> _Assignment_
Copy out the stretch of entries from the line containing "Every <instance> targets" through the line containing "box: [293, 331, 385, 424]", both included, with nothing else.

> _Supplied information_
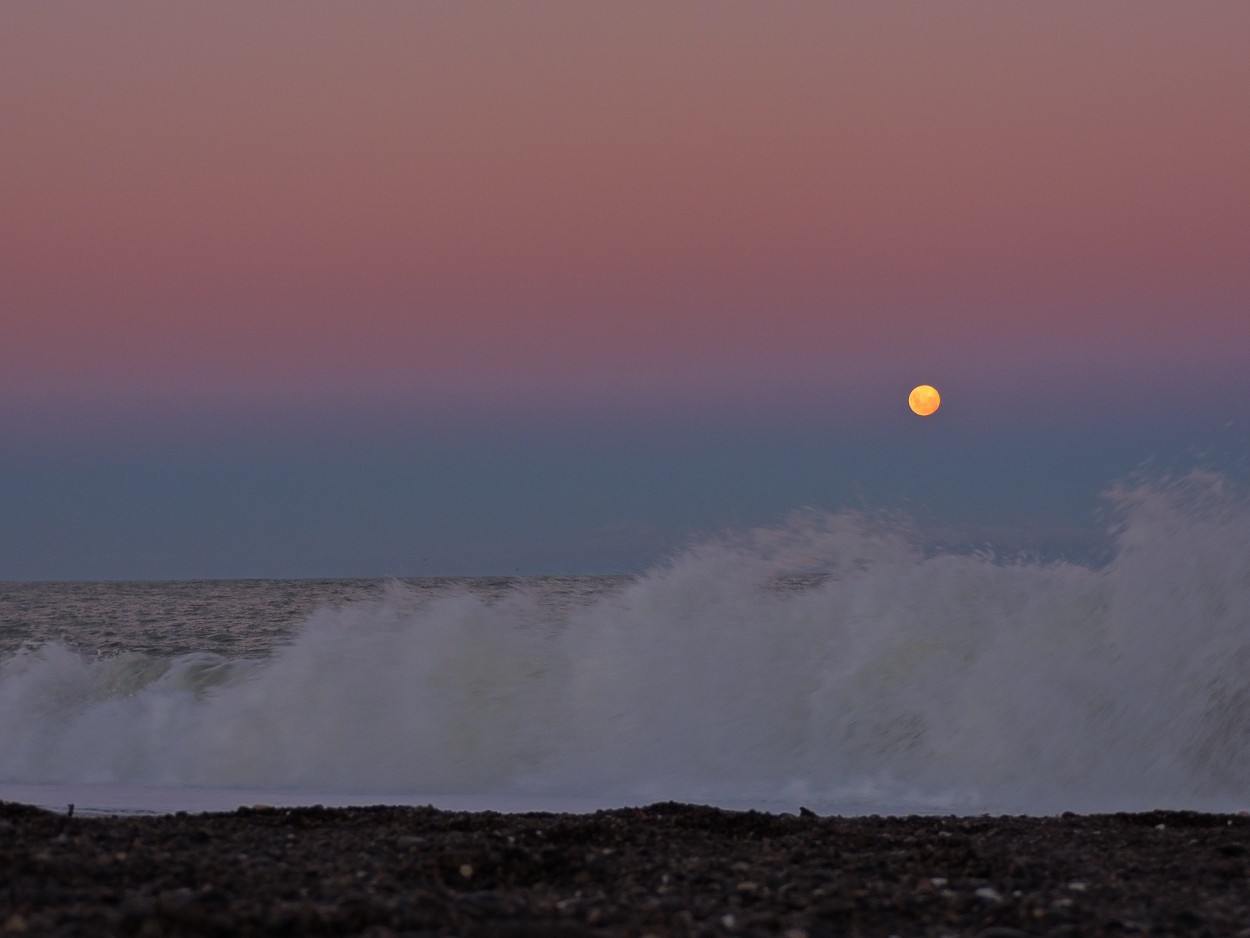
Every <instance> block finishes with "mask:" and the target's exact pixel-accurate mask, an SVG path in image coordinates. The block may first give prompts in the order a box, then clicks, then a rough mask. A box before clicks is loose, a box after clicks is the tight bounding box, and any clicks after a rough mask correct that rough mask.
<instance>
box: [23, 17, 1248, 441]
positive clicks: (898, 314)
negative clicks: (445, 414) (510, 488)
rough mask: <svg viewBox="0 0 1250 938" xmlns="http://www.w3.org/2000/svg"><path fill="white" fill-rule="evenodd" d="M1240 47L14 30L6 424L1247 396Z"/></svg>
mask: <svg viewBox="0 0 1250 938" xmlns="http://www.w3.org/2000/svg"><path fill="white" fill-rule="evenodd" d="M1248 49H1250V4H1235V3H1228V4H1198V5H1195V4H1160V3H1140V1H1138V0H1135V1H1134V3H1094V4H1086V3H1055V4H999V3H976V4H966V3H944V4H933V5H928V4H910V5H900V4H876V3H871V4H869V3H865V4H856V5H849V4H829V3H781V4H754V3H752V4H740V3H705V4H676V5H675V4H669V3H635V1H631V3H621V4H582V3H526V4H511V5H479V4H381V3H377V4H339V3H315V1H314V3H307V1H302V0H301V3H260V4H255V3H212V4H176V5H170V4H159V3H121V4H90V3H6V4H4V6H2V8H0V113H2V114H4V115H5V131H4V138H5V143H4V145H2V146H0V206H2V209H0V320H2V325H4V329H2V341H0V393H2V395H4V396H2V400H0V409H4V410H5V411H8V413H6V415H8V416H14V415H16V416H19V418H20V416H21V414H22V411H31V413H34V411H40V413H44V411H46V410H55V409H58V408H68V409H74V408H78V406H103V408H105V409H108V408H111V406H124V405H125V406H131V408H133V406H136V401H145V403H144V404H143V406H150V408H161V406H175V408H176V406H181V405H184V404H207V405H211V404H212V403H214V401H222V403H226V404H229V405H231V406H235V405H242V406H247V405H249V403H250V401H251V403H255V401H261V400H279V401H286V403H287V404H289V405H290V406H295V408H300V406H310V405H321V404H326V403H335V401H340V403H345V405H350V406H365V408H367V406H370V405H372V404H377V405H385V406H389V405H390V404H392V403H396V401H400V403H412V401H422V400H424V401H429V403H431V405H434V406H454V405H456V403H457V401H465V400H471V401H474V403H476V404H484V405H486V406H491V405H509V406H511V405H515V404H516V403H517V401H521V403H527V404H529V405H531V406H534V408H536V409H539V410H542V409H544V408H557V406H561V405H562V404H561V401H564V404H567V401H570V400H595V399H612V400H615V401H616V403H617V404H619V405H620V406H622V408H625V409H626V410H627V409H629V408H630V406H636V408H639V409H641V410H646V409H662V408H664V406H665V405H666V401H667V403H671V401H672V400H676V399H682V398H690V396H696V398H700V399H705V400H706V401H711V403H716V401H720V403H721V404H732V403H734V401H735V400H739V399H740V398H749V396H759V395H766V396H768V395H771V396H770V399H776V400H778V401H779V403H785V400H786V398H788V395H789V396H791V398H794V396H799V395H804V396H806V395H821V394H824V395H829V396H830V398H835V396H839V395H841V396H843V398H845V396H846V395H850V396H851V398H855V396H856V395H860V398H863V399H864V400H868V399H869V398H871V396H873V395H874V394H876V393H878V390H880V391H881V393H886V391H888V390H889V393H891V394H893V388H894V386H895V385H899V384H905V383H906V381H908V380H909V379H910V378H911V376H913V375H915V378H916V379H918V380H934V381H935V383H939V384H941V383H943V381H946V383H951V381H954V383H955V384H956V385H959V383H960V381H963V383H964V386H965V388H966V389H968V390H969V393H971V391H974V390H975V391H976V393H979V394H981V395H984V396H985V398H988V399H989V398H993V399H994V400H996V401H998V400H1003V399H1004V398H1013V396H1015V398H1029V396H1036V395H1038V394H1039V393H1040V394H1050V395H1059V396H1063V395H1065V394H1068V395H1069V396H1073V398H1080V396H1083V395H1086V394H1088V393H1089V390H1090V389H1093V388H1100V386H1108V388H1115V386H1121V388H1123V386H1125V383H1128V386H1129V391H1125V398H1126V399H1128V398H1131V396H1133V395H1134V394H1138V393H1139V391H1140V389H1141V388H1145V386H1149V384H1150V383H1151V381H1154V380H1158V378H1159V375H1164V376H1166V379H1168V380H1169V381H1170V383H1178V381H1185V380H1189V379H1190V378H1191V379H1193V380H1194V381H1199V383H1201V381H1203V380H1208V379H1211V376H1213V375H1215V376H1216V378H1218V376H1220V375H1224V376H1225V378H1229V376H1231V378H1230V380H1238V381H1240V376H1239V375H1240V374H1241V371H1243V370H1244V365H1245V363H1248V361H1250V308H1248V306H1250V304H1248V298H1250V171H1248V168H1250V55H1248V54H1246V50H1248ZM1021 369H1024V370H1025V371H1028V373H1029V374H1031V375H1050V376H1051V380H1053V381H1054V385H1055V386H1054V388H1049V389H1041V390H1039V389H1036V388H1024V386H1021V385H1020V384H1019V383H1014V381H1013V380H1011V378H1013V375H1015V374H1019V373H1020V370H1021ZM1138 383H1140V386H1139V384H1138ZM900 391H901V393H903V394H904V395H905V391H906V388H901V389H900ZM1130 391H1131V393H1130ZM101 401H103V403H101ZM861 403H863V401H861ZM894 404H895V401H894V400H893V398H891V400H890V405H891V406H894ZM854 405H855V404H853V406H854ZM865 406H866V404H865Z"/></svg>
==
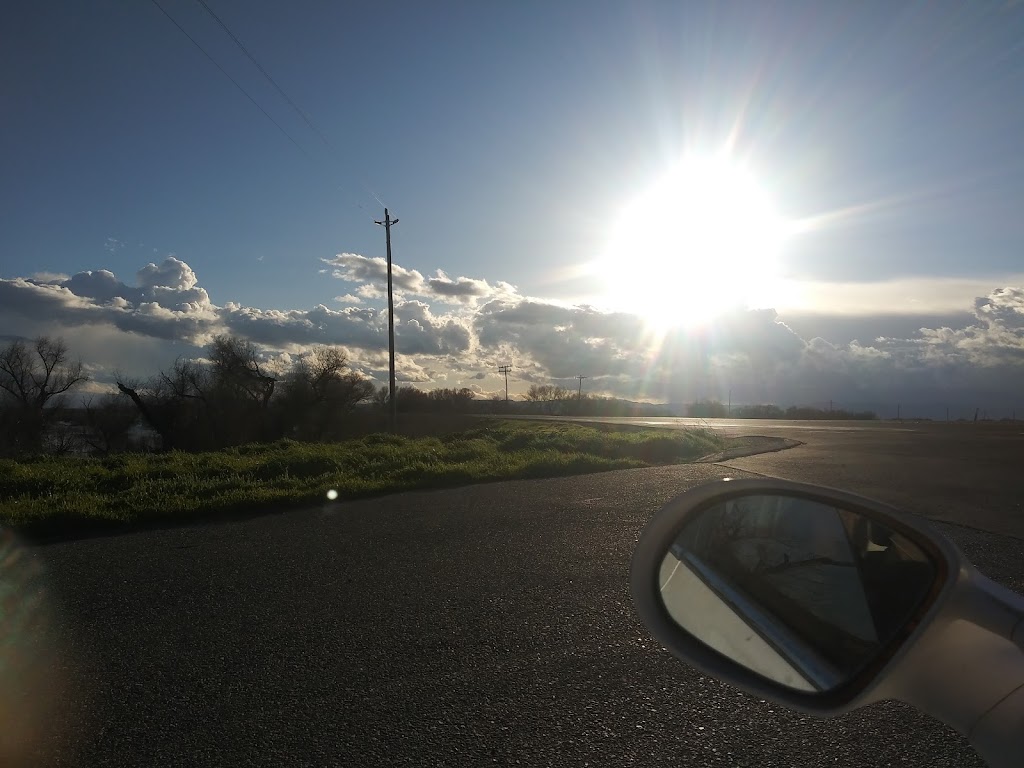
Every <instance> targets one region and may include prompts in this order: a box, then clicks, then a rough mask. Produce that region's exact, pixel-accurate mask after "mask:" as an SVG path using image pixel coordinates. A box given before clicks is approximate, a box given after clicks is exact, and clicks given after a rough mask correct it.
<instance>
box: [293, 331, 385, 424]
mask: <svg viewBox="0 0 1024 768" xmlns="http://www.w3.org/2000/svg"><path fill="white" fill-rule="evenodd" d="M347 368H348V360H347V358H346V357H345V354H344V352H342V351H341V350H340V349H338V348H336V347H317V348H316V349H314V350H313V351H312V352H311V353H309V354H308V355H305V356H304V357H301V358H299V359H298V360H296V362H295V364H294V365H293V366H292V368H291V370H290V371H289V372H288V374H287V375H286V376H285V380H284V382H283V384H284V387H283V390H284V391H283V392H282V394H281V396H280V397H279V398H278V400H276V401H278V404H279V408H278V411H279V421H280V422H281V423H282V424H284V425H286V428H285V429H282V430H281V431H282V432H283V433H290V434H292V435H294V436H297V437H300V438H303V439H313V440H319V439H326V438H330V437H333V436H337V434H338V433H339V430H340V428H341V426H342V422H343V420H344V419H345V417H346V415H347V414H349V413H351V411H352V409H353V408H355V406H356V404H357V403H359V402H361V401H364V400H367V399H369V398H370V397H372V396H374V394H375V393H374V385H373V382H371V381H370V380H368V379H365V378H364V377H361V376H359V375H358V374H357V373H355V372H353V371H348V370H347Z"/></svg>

> _Answer to the problem_
Every <instance> targets one region and may include prompts in this order: a box, then clicks, then a rough mask. Produce that region's exact, pixel-accurate mask after "mask:" as an SVG path using image pixel coordinates. A box given before clicks is approximate, a box given after clicks is exact, and clicks given after a rough mask correct it.
<instance>
box: [293, 331, 385, 424]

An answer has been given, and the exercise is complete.